▶ [TASK INSTRUCTIONS]: Pictures stay out; please output the remaining data exactly.

▶ [DATA TO USE]:
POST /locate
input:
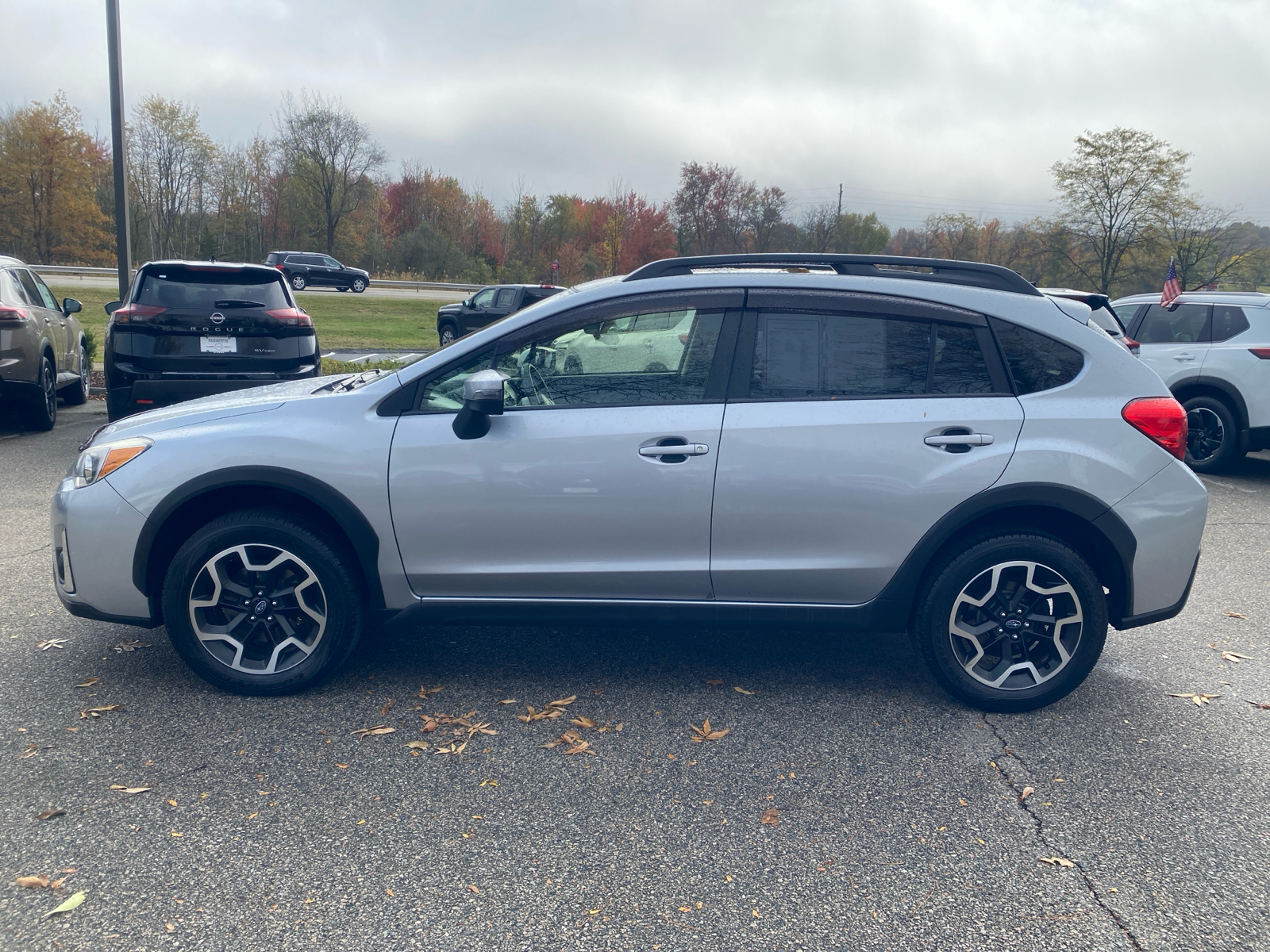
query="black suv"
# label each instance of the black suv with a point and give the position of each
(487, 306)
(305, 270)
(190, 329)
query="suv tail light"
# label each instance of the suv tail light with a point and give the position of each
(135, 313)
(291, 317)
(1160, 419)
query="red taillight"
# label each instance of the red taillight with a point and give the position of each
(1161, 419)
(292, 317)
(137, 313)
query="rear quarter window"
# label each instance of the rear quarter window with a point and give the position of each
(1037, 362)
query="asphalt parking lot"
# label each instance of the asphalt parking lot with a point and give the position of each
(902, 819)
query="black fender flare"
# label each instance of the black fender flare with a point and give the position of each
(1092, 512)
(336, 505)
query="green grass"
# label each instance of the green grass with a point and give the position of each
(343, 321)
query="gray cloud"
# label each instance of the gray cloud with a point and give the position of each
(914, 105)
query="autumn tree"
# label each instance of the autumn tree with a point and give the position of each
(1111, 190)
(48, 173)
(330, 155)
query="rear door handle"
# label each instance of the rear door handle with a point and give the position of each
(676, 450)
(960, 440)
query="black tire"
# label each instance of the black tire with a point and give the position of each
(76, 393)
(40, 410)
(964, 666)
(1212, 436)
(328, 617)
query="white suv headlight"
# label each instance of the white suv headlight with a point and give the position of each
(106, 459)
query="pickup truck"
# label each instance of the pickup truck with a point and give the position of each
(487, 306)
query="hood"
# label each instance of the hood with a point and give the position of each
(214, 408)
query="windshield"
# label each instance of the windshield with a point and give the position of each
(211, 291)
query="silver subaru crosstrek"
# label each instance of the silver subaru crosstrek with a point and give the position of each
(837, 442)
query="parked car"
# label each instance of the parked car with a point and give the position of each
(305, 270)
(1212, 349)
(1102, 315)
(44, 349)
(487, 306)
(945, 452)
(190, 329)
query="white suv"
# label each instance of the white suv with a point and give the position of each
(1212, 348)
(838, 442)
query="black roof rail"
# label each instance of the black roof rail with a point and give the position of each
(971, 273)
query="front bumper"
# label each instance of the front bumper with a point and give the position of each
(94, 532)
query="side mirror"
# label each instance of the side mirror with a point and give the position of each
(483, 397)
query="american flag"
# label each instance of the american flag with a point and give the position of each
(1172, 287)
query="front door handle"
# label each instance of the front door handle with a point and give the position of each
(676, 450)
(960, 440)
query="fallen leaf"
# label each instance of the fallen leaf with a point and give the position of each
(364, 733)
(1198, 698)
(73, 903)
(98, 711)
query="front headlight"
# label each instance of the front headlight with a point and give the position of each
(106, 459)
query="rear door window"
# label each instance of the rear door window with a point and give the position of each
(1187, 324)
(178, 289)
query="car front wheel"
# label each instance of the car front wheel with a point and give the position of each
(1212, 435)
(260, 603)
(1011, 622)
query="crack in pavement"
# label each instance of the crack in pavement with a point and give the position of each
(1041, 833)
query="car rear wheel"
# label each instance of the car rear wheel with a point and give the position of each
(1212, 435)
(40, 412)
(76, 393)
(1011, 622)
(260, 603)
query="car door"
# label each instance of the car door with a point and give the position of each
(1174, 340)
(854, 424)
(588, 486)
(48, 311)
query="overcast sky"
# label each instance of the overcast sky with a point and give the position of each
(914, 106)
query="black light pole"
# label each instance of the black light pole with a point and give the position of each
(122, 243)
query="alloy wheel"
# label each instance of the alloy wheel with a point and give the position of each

▶ [ANSWER TO THE EXERCISE]:
POST /locate
input:
query="black suv"
# label each instance of the black suv with a point and give the position of each
(487, 306)
(305, 270)
(190, 329)
query="suv tail light"
# label each instance of the suv tail light with a point and give the position of each
(135, 313)
(291, 317)
(1160, 419)
query="red taillight"
# label each instance of the red taillight with a point and give the position of each
(1161, 419)
(292, 317)
(137, 313)
query="rear quarter window"
# label each instance of the rear quarter window with a point and give the position of each
(1037, 362)
query="asphalt parking lot"
# label each instance of the asphalt parking lot with a point and give the position of each
(902, 819)
query="black fender flare"
# label each instance of the black fender flare with a point and give the position of each
(1092, 512)
(336, 505)
query="green grass"
# label each instance of the green grass with a point and give the position of each
(343, 321)
query="gray cloud"
# label each instance of the gray cloud with a point and give the position of each
(914, 105)
query="autumn tree"
# label each instance of the autumn tree with a point and give the position of each
(1111, 190)
(48, 173)
(330, 155)
query="rear door handle"
# label each instance of the rear door handle with a point and give the position of each
(676, 450)
(960, 440)
query="black tire"
# label each instance of the black tire with a point and give the position of each
(76, 393)
(40, 410)
(964, 666)
(1212, 436)
(328, 617)
query="white suv headlight"
# label each instance of the white suv headlight with a point and give the position of each
(106, 459)
query="pickup truck"
# label each instance of the pickup truck with a point and give the position of each
(487, 306)
query="hood"
# label each instance of the hood with a point and give the position of each
(214, 408)
query="windshield"
# label each instance of the windshield with a point and give the position of each
(211, 291)
query="silver subaru crosstrek"
# label each instance of the silver subaru crosstrek with a point and give the position of each
(837, 442)
query="parked car"
# label each instance of the parked car with a point and give the position of each
(305, 270)
(1212, 349)
(1102, 315)
(44, 349)
(487, 306)
(945, 452)
(190, 329)
query="white suv"
# label each instance of the white suv with a point and give the position of each
(1212, 348)
(838, 442)
query="black roof rail"
# label each instance of the black roof rail with a point and give the position of each
(971, 273)
query="front bumper"
# label each instance of the front bumper with a point and give the position of each
(94, 532)
query="side mirror"
# label each instance of the side mirror with a point and give the position of each
(483, 397)
query="american flag"
# label each instance of the american flag with a point and give the position of each
(1172, 287)
query="front door handle"
# label each instance of the front door handle with a point and give the position of each
(676, 450)
(960, 440)
query="fallen leaf"
# label each instance of the fallen leaf with a point and give the position of each
(364, 733)
(1198, 698)
(73, 903)
(98, 711)
query="front headlight"
# label each instance of the front headlight with a point and give the position of each
(106, 459)
query="rear door window"
# label each instance of the rear door window with a point and give the position of each
(1187, 324)
(178, 289)
query="car front wheel"
# label each instance of the car front wheel with a point and give the position of each
(1212, 435)
(260, 603)
(1011, 622)
query="crack in pavement"
# label each instance of the crack in pavement with a point and give the position of each
(1041, 833)
query="car rear wheel"
# label each instance of the car rear wheel with a point and give the position of each
(1212, 435)
(40, 412)
(76, 393)
(1011, 622)
(260, 603)
query="car door"
# label each instance of the car door with a point and give the position of each
(1174, 340)
(854, 424)
(588, 486)
(48, 311)
query="overcast sky"
# label each instance of the overcast sky with a point and give the position of each
(914, 106)
query="black light pole"
# label each instance of the black light pole with a point and give the position of each
(122, 243)
query="alloy wheel"
# label each instance of the alloy wheel with a point and give the position of each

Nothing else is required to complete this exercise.